**EXERCISE PROMPT:** Transcribe each of the entries below word for word.

**RECORD LIST:**
──────────────────────────────

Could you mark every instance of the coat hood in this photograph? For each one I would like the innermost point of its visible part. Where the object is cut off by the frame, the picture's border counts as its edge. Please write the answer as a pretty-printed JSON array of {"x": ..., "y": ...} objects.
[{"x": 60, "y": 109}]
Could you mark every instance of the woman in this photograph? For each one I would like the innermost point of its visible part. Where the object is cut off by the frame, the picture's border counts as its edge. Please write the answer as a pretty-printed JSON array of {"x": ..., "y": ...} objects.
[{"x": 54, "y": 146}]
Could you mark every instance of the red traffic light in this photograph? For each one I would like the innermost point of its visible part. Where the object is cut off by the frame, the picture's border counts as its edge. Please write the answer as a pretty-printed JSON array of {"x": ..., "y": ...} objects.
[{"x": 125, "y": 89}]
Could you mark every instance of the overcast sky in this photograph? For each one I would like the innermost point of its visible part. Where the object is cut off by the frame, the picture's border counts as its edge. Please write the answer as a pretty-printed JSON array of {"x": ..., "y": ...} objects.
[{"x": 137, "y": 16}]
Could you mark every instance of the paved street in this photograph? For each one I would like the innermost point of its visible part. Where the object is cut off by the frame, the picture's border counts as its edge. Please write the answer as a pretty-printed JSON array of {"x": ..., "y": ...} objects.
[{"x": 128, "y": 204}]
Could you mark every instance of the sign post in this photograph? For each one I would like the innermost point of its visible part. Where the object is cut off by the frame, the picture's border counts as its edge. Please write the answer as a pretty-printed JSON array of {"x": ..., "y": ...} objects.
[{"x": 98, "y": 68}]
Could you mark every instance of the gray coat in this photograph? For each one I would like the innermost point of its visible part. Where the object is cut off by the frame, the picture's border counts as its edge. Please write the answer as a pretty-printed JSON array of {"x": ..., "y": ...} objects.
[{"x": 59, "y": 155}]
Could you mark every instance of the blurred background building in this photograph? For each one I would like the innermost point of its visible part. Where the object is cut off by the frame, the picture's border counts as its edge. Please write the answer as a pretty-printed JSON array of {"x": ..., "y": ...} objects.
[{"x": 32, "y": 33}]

──────────────────────────────

**ANSWER TO THE PROBLEM:**
Could you mark every instance of the coat hood in this photograph? For each one I would like the innermost point of its visible part. Where the object is cut off by the frame, the picture's border counts as its edge. Please write the answer as a pretty-printed JSON array of {"x": ..., "y": ...} objects.
[{"x": 60, "y": 109}]
Could you mark every instance of the woman in this photograph? For each one I would like the innermost point of its visible part. Where the object is cut off by the frame, the picture's border counts as its edge. Please write the answer as a pretty-printed JSON array of {"x": ..., "y": ...} objects.
[{"x": 54, "y": 146}]
Could you mark every instance of the red traffic light in this photograph? For each one I would like the innermost point of its visible part. Where the object is cut off by the frame, the picture's border counts as its edge. Please write the answer as a pretty-printed JSON array of {"x": ..., "y": ...} objects.
[{"x": 125, "y": 89}]
Could you mark every instance of the overcast sky in this photograph? For each one I would like the innermost point of its visible part. Where the object is cut off by the frame, the picture's border counts as its edge. Please write the answer as a pretty-printed JSON array of {"x": ..., "y": ...} objects.
[{"x": 137, "y": 16}]
Could you mark every instance of the paved street in this photograph? For each one I would like the innermost point of its visible part. Where the object is cut off by the frame, the picture's border counts as its edge. Please write the answer as a pretty-printed JSON array of {"x": ..., "y": ...} objects.
[{"x": 128, "y": 204}]
Could you mark every instance of the sign post in this photograph? For each one I would like the innermost point of its visible part. Where the object is cut off by the frame, the picture's border counts as its edge. Please write the answer as a pretty-printed JSON array of {"x": ..., "y": ...} objects.
[{"x": 98, "y": 68}]
Could you mark every instance of the gray coat in this photograph? For each one I would like the innermost point of its visible part. Where the object is cut off by the frame, the picture's border counts as its edge. Please write the answer as a pretty-printed JSON array of {"x": ..., "y": ...} objects.
[{"x": 59, "y": 155}]
Could you mark every instance of the blurred background building in this photograph? For each one I would like the innermost point of its visible part. Where the object is cut off by the frame, the picture's border counts as its edge. Please write the answer as a pretty-printed JSON array of {"x": ..., "y": ...} objects.
[{"x": 32, "y": 33}]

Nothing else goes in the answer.